[INFORMATION SHOWN Boundary: Start]

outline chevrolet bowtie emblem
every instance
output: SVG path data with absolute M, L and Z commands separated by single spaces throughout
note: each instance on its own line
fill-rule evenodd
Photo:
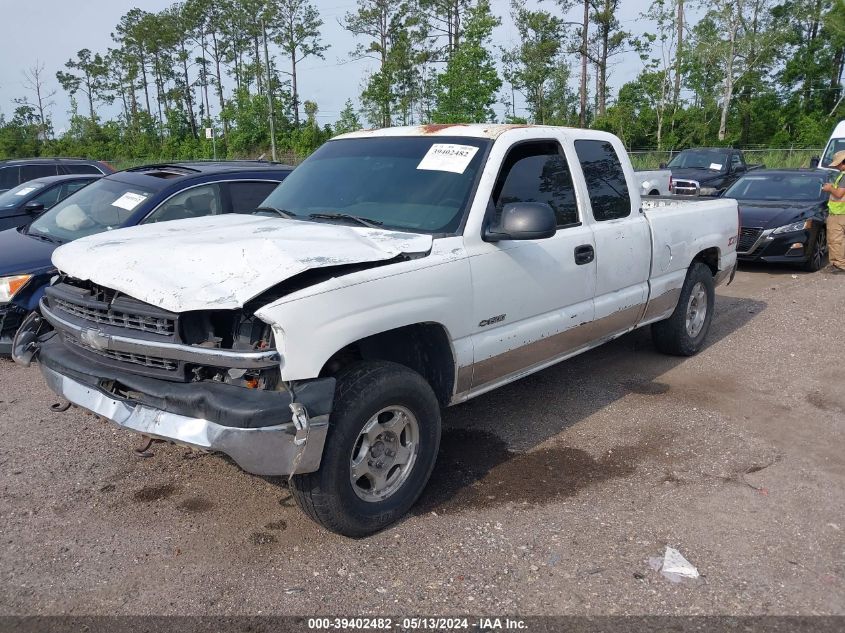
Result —
M 102 351 L 109 348 L 109 335 L 100 330 L 82 330 L 79 333 L 79 340 L 96 350 Z

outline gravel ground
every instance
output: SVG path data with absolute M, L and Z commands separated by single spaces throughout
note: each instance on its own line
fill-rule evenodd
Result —
M 0 613 L 845 614 L 845 278 L 746 269 L 717 303 L 695 358 L 634 332 L 448 410 L 423 499 L 361 540 L 0 361 Z

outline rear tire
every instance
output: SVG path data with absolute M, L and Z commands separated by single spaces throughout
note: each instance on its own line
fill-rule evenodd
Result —
M 357 363 L 336 378 L 320 469 L 295 475 L 291 491 L 326 529 L 367 536 L 401 518 L 428 483 L 440 405 L 422 376 L 397 363 Z
M 657 350 L 673 356 L 697 354 L 710 331 L 715 299 L 713 273 L 705 264 L 693 262 L 672 316 L 651 326 Z

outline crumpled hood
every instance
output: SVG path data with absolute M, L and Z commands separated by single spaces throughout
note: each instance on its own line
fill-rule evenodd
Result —
M 430 235 L 219 215 L 91 235 L 53 253 L 62 272 L 173 312 L 239 308 L 311 268 L 427 253 Z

[INFORMATION SHOWN Boundary: End]

# [EXERCISE DIRECTIONS]
Where in the records above does the word "outline" appear? Copy each line that holds it.

# [RESPONSE BELOW]
outline chevrolet bowtie emblem
outline gravel ground
outline rear tire
outline crumpled hood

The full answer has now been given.